Data entries

--------------------------------

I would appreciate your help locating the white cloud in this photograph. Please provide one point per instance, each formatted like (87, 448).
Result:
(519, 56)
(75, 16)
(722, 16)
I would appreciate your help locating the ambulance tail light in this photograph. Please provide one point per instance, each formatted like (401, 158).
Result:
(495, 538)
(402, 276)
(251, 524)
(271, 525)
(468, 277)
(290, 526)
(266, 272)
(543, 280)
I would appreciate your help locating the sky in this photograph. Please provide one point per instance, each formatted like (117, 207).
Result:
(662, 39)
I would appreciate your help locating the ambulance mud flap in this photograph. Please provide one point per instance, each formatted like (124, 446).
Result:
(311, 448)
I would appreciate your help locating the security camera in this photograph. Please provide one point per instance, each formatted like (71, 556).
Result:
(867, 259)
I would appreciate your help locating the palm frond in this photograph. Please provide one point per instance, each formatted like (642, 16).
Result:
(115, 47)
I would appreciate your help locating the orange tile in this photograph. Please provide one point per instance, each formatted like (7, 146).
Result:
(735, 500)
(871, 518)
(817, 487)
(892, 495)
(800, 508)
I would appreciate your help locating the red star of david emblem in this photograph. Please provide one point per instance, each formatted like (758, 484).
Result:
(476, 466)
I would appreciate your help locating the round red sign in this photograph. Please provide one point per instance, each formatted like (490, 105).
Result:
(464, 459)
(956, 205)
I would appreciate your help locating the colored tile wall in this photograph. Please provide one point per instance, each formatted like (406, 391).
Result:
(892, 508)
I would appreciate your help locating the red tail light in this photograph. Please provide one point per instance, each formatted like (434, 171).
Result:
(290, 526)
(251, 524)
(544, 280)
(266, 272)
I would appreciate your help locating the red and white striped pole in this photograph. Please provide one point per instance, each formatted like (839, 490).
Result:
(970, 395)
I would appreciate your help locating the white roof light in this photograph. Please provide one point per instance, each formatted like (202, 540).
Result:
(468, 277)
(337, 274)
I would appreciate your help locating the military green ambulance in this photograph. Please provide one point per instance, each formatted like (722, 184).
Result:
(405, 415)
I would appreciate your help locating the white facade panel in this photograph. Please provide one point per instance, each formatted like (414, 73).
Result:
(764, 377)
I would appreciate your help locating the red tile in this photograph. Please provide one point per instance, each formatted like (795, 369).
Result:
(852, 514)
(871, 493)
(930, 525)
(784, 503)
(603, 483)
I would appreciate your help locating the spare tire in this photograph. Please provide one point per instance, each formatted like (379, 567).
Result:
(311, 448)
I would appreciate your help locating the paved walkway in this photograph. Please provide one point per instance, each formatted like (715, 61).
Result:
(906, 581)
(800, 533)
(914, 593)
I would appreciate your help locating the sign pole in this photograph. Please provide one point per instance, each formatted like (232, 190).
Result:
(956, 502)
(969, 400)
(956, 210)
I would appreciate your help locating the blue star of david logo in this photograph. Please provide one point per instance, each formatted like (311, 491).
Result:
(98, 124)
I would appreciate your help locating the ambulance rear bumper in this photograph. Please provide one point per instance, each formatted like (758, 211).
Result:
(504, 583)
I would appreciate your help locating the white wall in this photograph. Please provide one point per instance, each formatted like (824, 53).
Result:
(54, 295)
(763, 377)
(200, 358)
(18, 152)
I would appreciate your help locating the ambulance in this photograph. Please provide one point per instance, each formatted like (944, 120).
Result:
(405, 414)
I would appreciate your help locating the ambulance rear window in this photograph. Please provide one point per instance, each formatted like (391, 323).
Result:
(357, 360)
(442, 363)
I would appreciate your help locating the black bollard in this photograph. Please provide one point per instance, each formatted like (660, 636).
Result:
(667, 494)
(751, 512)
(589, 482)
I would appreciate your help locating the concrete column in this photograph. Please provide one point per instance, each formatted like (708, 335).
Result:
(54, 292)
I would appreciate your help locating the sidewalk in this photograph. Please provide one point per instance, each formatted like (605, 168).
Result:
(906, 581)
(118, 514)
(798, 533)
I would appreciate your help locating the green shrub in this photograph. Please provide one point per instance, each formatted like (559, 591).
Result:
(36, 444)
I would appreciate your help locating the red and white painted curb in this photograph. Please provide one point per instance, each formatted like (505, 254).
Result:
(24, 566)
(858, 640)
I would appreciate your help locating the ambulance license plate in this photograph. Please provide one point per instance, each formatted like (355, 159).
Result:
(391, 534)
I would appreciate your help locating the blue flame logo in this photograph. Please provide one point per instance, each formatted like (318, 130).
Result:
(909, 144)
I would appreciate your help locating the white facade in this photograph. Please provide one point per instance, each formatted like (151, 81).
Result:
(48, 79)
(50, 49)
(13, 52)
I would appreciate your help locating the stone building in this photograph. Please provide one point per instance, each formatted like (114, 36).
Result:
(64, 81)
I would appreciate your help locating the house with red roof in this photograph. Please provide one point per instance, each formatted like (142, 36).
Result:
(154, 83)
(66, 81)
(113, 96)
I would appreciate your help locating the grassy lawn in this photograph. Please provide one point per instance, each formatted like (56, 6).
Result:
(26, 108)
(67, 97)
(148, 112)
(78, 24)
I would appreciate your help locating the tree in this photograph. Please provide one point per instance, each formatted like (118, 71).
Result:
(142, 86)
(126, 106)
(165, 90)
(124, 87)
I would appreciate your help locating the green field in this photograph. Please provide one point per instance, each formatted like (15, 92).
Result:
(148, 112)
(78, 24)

--------------------------------

# ASSIGNED TASK:
Each record needs to be duplicated exactly as given.

# EXERCISE ANSWER:
I would appreciate your help locating the white cloud in this photograph. Please provide one point per instance, each formatted like (87, 448).
Result:
(519, 56)
(75, 16)
(722, 16)
I would appreciate your help locating the ambulance tail light in this photograph. Please provide one point per instance, each formatted like (401, 158).
Result:
(495, 538)
(402, 276)
(251, 524)
(271, 525)
(468, 277)
(290, 526)
(266, 272)
(543, 280)
I would appreciate your help locating the sky in this photograph. Please provide one point per instance, each formatted like (117, 207).
Result:
(662, 39)
I would appreciate your help locating the ambulance mud flap in this photograph. Please provide one point per instance, each formatted like (124, 446).
Result:
(311, 448)
I would appreciate your help locating the security camera in this photograph. Please provide one point per instance, each formatted like (71, 556).
Result:
(867, 259)
I would appreciate your help locating the palm frond in this photograph. Please provide one point per instance, each formatted like (642, 16).
Result:
(115, 47)
I would appreciate your help locating the orange tile in this photograph. Please provide one point per instance, each formatted like (7, 146).
Result:
(735, 500)
(871, 518)
(817, 487)
(892, 495)
(800, 508)
I would appreciate your help locating the red star of david emblem in this photograph. Please provide one point per instance, each formatted like (758, 484).
Result:
(476, 466)
I would appreciate your help locating the round red sign in this photograph. Please provide one point per instance, each formatted like (490, 105).
Result:
(464, 459)
(956, 205)
I would appreciate your help locating the colored tile wall in this photograph. Please provide one point per instance, each formatted like (406, 391).
Result:
(892, 508)
I would appreciate your help locating the red tail light in this photograph. Please provide one point per instance, each formatted like (434, 171).
Result:
(290, 526)
(251, 524)
(544, 280)
(266, 272)
I would appreciate your help locating the red and white striped pole in this photograph. Please provide one point per instance, each formatted like (839, 490).
Result:
(970, 395)
I would appreciate your help locating the white roof light in this photograph. Please provide one point per instance, each formatted like (202, 540).
Result:
(468, 277)
(337, 274)
I would appreciate your help locating the military green ambulance in this photograph. Please provide one point per instance, each formatted like (722, 184).
Result:
(405, 415)
I would appreciate your help locating the white facade panel in this photograph. Please provide one point per instance, each formatted like (414, 73).
Result:
(764, 377)
I would appreciate your help locating the red tile in this photograph. Please provide one point per instance, each formatted like (795, 369).
Result:
(852, 514)
(871, 493)
(930, 525)
(784, 503)
(603, 483)
I would appreciate your help locating the spare tire in this photograph. Please provide one point per instance, each formatted like (379, 567).
Result:
(311, 448)
I would appreciate your help locating the paved walkway in this photograph. Please provide one point per instance, each formatted like (715, 61).
Result:
(906, 581)
(800, 533)
(914, 593)
I would appreciate your help locating the sign pole in this photograph. Please provide one point per instance, each formatted like (232, 190).
Result:
(956, 502)
(969, 400)
(956, 210)
I would appreciate your help locating the blue star of david logo in this photograph. Please provide one point per instance, each formatted like (311, 491).
Result:
(98, 124)
I would appreciate your help locating the ambulance rear bumper in this photograph. Please provide one point per instance, each formatted like (758, 211).
Result:
(504, 583)
I would appreciate your help locating the white wall in this photograph. Please provide one point per instance, each formatted like (824, 53).
Result:
(54, 295)
(763, 377)
(200, 358)
(18, 152)
I would appreciate your help locating the ambulance in this photograph. Please provide one point per instance, each formatted like (944, 120).
Result:
(405, 414)
I would appreciate your help locating the ambulance rear window in this photograph. Please provide one point per instance, each formatted like (391, 323).
Result:
(357, 360)
(442, 363)
I would appreciate your help locating the black bollard in this photograph. Please provide one point per instance, each formatted like (660, 636).
Result:
(667, 494)
(751, 512)
(589, 482)
I would appreciate your help locating the concrete column in this photograph. Please provide one point per instance, each formatted like (708, 335).
Result:
(54, 292)
I would appreciate your help locating the sidewalk in this photograph. Please provide one point per instance, each formatted like (605, 168).
Result:
(906, 581)
(118, 514)
(798, 533)
I would appreciate your help locating the green shrub in this photograph. Please provide one point per instance, each formatted like (559, 591).
Result:
(36, 444)
I would appreciate your help locating the red and white painted curb in this photograph. Please provide one point per instance, each formatted like (505, 254).
Result:
(24, 566)
(858, 640)
I would appreciate your help locating the ambulance license plate in this photograph. Please provide one point per instance, each formatted like (355, 159).
Result:
(391, 534)
I would appreciate your help locating the blue flame logo in this photograph. Please provide one point per instance, each formatted like (318, 130).
Result:
(909, 144)
I would appreciate your help locating the white facade in this photograph. Please provide one point per instance, each formatted like (151, 81).
Result:
(48, 79)
(50, 49)
(13, 52)
I would appreciate your help locating the stone building in this photograph. Please provide one point per instance, each formatted like (114, 36).
Result:
(64, 81)
I would appreciate your help locating the house with red roof in this photograph. Please provide one point per instance, each formatted like (142, 36).
Result:
(154, 83)
(66, 81)
(113, 96)
I would appreciate your help locating the grassy lawn in this photograph. Please provide one point per instance, each formatted like (56, 6).
Result:
(26, 108)
(67, 97)
(148, 112)
(78, 24)
I would appreciate your help locating the tree in this photograph. Please provide one point per instance, each formatted like (118, 71).
Result:
(142, 86)
(126, 106)
(165, 90)
(124, 87)
I would appreciate your help locating the green field in this photograph. Please provide one point per instance, each formatted like (15, 92).
Result:
(148, 112)
(78, 24)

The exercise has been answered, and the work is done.